About this task => When you reach a picture, leave it out; output everything else in the records exactly.

Exercise material =>
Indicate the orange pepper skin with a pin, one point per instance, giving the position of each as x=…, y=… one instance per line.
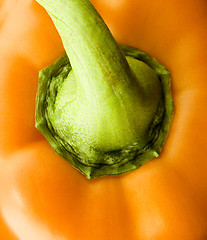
x=41, y=195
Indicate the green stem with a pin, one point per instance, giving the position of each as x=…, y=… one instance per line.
x=106, y=109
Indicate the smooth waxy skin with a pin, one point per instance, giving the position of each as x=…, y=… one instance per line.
x=42, y=195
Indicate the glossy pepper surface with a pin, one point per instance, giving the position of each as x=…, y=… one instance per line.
x=42, y=196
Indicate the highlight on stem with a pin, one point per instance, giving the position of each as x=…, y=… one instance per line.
x=105, y=108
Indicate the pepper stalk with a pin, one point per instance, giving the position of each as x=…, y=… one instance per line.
x=104, y=112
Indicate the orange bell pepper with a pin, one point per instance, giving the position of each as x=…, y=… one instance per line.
x=41, y=195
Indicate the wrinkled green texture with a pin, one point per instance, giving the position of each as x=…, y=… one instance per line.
x=106, y=161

Result of the exercise =>
Indicate the orange pepper skin with a pin, one point per instance, giving the position of each as x=…, y=… one instance per line.
x=41, y=195
Indicate the green stem with a pin, one point per instance, giving the position of each as x=…, y=… one instance per line.
x=106, y=109
Indicate the smooth waxy skin with a pin, one point per instance, giving the position of each as x=…, y=… one instance per line.
x=42, y=195
Indicate the glossy pepper surface with a pin, one point per instance, giving the position of each as x=…, y=… one instance per line.
x=42, y=196
Indicate the highlight on stem with a pin, one point per instance, giving the position of each as x=…, y=… one instance per line.
x=105, y=108
Indicate the pepper stalk with a pin, one point per instance, giving the position of each as x=…, y=… one instance per line.
x=104, y=112
Indicate the orange bell pepper with a pin, one point per instance, giving the position of each as x=…, y=… one instance per line.
x=41, y=195
Indicate the wrinkled green texture with a pin, one point per instance, giving the position of each as x=…, y=… one instance per line.
x=106, y=161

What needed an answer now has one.